* Written instruction: Below are the entries; output exactly the lines from the one containing "Target: beige wall" through the final line, inclusive.

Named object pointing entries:
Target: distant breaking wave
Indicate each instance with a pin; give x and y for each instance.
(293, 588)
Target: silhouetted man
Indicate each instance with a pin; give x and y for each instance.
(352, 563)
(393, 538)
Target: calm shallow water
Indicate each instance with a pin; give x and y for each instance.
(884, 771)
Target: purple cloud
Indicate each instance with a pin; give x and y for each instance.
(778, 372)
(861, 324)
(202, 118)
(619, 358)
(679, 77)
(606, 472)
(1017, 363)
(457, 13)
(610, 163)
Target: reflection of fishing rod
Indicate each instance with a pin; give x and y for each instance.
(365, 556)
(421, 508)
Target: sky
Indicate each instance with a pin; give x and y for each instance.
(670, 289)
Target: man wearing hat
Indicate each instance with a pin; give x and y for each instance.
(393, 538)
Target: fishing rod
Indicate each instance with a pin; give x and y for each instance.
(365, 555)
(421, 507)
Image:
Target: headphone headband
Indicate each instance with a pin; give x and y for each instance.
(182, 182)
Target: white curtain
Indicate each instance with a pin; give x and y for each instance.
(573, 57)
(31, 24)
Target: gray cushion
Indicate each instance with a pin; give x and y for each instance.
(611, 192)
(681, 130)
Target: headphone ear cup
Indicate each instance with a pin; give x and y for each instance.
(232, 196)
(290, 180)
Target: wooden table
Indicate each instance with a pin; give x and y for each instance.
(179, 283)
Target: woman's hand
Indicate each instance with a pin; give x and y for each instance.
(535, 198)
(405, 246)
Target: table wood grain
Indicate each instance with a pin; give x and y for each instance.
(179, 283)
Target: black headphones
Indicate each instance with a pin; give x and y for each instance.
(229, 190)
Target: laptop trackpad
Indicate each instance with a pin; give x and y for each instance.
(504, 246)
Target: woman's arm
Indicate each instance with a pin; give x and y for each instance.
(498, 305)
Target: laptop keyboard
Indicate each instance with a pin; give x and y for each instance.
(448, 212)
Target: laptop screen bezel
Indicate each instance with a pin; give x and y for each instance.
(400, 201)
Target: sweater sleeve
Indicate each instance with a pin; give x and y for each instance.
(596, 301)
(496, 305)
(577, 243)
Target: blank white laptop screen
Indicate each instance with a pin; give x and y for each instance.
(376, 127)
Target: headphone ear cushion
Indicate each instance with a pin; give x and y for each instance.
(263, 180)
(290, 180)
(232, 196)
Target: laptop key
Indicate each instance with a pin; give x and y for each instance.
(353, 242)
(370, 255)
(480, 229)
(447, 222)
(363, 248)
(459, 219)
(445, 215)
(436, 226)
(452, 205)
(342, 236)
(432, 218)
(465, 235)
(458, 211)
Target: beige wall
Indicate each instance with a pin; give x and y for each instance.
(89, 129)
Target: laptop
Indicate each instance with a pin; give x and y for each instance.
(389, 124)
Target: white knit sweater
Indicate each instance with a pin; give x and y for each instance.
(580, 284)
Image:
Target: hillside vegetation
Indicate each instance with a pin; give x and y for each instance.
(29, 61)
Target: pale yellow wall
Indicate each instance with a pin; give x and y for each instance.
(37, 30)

* Result:
Target: beige wall
Indicate each instance with a pin; give x and y for each instance.
(89, 129)
Target: laptop
Indicate each instance with a pin; give x and y for each instance.
(389, 124)
Target: white knit sweater
Indicate each instance with a pin; give x and y for each instance.
(580, 284)
Image:
Target: hillside vegetation
Indicate each instance with a pin; give x and y for each instance.
(29, 61)
Target: pale yellow wall
Indicate each instance with a pin; give x and y for each instance.
(37, 30)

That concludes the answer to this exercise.